### Text zur Analyse
________________________

Publikation zur Ausstellung zum 70. Geburtstag von Erwin Wurm in der ALBERTINAmodern, Wien, vom 13.9.2024 bis 23.2.2025 mit einem Vorwort von Klaus Albrecht Schröder und Texten von Antonia Hoerschelmann, Konrad Paul Liessmann und Lydia Eder
Hirmer Premium, Hirmer Verlag, München, 2024, ISBN: 978-3-7774-4378-2, 320 Seiten, 240 Abbildungen in Farbe, Hardcover mit Prägung, Farbschnitt, Format 26 x 23 cm, € 49,90 (D)/€ 51,30 (A)
Ob sich Erwin Wurm noch an unseren Besuch im Sommer 1993 in seinem Wiener Atelier erinnert, ist offen. Wir hatten damals die Ausstellung „Die Energie-Frage“ des in Wien und im Weinviertel lebenden österreichischen Malers und Bildhauers Bernd Fasching vorbereitet und bei dieser Gelegenheit auch Erwin Wurm besucht. Wurm hat an seinen Staubskulpturen gearbeitet und uns auch seine bemalten Holz- und Blechskulpturen gezeigt. Ich habe danach mit der Frage gerungen, ob ich Wurm zu einer Ausstellung im Hospitalhof Stuttgart einladen sollte und mich dann dagegen entschieden, weil der Hospitalhof damals noch keine geeigneten Präsentationsmöglichkeiten besaß und die Staubskulpturen im Foyer durch die hohen Besucherzahlen bei den abendlichen Vorträgen hochgradig gefährdet gewesen wären.
Bei der Durchsicht des zu seiner Retrospektive in der ALBERTINAmodern (vergleiche dazu https://www.albertina.at/albertina-modern/ausstellungen/erwin-wurm/) erschienenen Katalogs habe ich jetzt wahrgenommen, dass Wurm schon 1989 an seinen Pullover- und Hosenobjekten, Textilinstallationen und Handlungsanweisungen für Pullover gearbeitet hat. Deshalb kommen mir Zweifel, ob meine damalige Entscheidung richtig war. Nach dem heutigen Stand hätten diese Arbeiten problemlos gezeigt werden können. Aber wir sind zu meinem Bedauern nicht auf sie zu sprechen gekommen und vorbei ist vorbei.

________________________

Gespeicherte Einträge
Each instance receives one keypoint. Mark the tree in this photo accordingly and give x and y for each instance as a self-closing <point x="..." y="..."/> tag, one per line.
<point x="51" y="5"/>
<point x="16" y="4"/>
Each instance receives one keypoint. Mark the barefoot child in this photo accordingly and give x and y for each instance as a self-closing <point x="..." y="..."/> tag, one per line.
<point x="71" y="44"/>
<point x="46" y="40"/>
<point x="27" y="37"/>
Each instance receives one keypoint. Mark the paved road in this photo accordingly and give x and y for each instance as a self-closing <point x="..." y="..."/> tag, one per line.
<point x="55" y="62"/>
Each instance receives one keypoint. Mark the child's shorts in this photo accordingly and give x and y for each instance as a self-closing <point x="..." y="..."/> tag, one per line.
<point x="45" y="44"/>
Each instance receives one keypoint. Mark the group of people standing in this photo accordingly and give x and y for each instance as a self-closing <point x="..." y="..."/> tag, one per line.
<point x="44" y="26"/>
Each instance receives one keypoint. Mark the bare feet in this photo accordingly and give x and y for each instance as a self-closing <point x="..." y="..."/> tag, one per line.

________________________

### Ihre Aufgaben
a: Erläutern Sie in ein bis drei Sätzen, warum laut dem Text über Erwin Wurm gegen eine Einladung Wurms zu einer Ausstellung im Hospitalhof Stuttgart entschieden wurde.
b: Setzen Sie den Text über Erwin Wurm im Anschluss an seinen letzten Satz fort.

### Lösungen der Aufgaben
a: Der Hospitalhof besaß damals noch keine geeigneten Präsentationsmöglichkeiten. Zudem wären die Staubskulpturen im Foyer durch die hohen Besucherzahlen bei den abendlichen Vorträgen hochgradig gefährdet gewesen.

b:
Dass Wurms damaliges und sein weiteres Schaffen von Klaus Albrecht Schröder in seinem Vorwort zum spektakulär gestalteten Katalog allein in den Perspektiven der Vergeblichkeit, der Sinnlosigkeit und der Absurdität gelesen wird, geht mir allerdings zu weit. Wurm hat in seinem Lebenswerk immerhin den Begriff der Skulptur sensationell erweitert, in seinem Narrow House alltägliche Probleme wie zu kleinen Wohnraum (vergleiche dazu https://www.koeniggalerie.com/blogs/public-projects/erwin-wurm-narrow-house-le-havre), in seinen Fat Cars Gier und Warenfetischismus(vergleiche dazu https://autorevue.at/blog/erwin-wurm-fat-cars) und in seiner in Wien erstmals gezeigten ländlichen Schule (vergleiche dazu https://www.castyourart.com/erwin-wurm-schule.html) einengendes Denken angeprangert, auf Humor statt auf Belehrung gesetzt und sich mit seinen One Minute Skulptures (vergleiche dazu https://www.erwinwurm.at/artworks/one-minute-sculptures.html) weit über die Kunstszene hinaus Bekanntheit verschafft. Überdies hat er sich nicht gescheut, seinen überdimensionierten Pullover als Fastentuch in den Stephansdom in Wien und damit in den Kontext von Religion und Ritual zu stellen (vergleiche dazu https://wien.orf.at/stories/3035579/ und das Für und Wider zu einer „Philosophie des Absurden“ in https://de.wikipedia.org/wiki/Philosophie_des_Absurden).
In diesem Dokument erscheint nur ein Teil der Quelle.